(Task statement): In the personal essay below about a home haircut, rewrite the paragraph beginning "Despite his initial objections" more briefly, keeping its main facts.

(Excerpted passage):
After birthing two babies in 18 months, my postpartum hair loss had yet to fully recover after baby number one when it started to fall out again after baby number two.
Couple that with a several months-long quarantine, and my once bouncy, wavy curls lay stringy and defeated looking in a haphazard ponytail which did not make me feel feminine or beautiful. I missed my pretty waves. I had given up styling my hair. It was time for a change.
Enter my loving husband.
Despite his initial objections and hesitation due to an unfortunate situation involving our toddler and an unplanned buzz cut (still a sore subject), my husband finally agreed to cut my hair. We put the babies to bed and put on a YouTube tutorial video and got to work.
Thankfully, my husband is artistic, and in 15 minutes, he gave me what is now my favorite haircut. I joke that it’s easy to get the haircut you want when your stylist is bound to you for life for better or for worse, but the experience brought me a deeper appreciation for marital intimacy. What started out as a lighthearted request had me looking at my husband with renewed eyes.

(Image-backed grounding data)
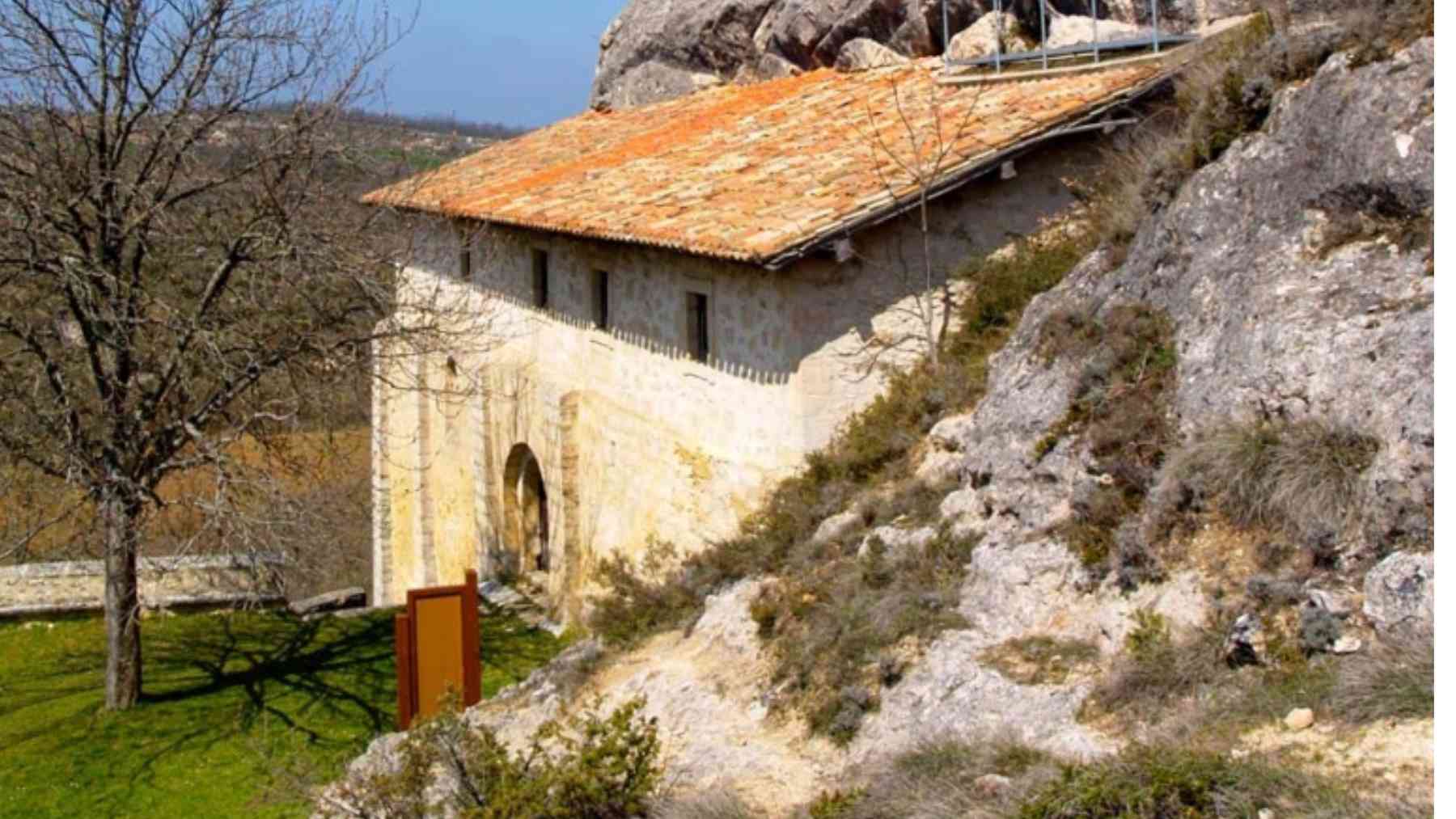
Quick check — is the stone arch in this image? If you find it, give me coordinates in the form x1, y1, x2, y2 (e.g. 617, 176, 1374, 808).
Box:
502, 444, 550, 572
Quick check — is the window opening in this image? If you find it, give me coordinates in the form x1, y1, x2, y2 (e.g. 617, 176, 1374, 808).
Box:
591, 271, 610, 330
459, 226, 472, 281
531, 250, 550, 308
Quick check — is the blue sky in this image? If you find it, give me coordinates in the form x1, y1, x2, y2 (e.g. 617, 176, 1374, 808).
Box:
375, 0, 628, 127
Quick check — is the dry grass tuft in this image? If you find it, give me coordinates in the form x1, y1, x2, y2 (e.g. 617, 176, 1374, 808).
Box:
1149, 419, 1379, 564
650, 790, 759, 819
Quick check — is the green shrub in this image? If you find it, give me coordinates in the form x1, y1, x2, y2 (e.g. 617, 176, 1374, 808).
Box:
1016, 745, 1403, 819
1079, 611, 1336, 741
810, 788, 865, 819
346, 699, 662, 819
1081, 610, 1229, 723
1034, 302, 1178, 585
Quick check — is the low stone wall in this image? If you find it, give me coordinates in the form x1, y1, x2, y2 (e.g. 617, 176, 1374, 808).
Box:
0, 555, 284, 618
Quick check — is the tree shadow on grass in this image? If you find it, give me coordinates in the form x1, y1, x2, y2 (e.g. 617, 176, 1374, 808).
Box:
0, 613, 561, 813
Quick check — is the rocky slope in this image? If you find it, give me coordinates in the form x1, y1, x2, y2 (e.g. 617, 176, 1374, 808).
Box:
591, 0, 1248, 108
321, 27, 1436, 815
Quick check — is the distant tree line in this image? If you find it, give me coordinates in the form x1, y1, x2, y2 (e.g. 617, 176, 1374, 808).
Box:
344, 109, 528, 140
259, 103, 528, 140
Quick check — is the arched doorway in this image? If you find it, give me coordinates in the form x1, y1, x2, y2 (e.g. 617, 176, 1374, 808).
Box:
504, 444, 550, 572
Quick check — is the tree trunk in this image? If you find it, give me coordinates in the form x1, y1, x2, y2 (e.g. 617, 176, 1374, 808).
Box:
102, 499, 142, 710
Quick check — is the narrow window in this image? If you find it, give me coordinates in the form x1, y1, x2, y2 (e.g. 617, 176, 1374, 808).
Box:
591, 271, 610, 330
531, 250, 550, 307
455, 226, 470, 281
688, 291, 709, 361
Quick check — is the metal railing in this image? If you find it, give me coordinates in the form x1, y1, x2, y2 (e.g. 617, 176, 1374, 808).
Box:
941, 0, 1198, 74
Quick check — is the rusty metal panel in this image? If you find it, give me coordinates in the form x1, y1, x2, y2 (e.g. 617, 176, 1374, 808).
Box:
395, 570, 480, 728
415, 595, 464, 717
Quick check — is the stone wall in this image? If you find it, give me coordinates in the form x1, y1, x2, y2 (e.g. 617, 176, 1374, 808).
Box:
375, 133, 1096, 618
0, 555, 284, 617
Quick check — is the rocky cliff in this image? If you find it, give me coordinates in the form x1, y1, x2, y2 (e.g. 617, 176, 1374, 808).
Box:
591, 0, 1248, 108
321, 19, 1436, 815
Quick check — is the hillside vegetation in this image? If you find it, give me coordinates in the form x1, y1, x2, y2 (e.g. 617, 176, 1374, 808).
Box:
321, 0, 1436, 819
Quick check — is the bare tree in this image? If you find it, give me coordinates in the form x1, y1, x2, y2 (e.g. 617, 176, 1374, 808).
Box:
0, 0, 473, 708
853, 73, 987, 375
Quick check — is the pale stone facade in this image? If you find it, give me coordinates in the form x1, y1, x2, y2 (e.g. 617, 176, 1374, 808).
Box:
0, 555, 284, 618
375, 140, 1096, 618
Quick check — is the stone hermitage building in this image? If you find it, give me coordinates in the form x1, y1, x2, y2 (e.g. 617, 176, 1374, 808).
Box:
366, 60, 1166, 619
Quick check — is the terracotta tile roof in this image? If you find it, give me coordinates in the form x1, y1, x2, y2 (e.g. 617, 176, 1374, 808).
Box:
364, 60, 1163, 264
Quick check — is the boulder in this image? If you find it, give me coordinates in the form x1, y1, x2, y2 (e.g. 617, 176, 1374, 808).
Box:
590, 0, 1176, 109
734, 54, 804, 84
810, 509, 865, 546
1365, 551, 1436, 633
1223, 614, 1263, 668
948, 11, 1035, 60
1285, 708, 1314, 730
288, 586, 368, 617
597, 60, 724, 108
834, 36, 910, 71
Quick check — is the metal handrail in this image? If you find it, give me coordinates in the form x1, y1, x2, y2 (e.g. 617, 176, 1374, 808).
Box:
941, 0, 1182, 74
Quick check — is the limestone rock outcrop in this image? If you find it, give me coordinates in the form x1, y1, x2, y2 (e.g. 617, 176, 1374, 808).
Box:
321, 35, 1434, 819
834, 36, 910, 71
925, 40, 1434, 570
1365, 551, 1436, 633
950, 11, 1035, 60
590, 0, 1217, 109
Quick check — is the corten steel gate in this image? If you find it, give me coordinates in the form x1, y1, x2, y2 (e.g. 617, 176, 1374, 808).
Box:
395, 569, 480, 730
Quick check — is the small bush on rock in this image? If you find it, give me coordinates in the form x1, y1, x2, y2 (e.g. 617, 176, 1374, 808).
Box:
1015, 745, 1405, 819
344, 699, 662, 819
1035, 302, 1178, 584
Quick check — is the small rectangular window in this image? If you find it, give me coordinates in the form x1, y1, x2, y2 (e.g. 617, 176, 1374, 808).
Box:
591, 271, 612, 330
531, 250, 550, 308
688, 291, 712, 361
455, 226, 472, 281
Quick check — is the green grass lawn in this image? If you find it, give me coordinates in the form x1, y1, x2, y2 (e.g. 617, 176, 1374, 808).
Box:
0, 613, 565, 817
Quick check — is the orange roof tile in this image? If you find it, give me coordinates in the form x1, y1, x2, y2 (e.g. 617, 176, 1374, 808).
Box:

(Task answer): After initial objections and hesitation stemming from an earlier mishap involving their toddler and an unplanned buzz cut, the husband agreed to cut the narrator's hair. Once the babies were in bed, the couple put on a YouTube tutorial and got to work.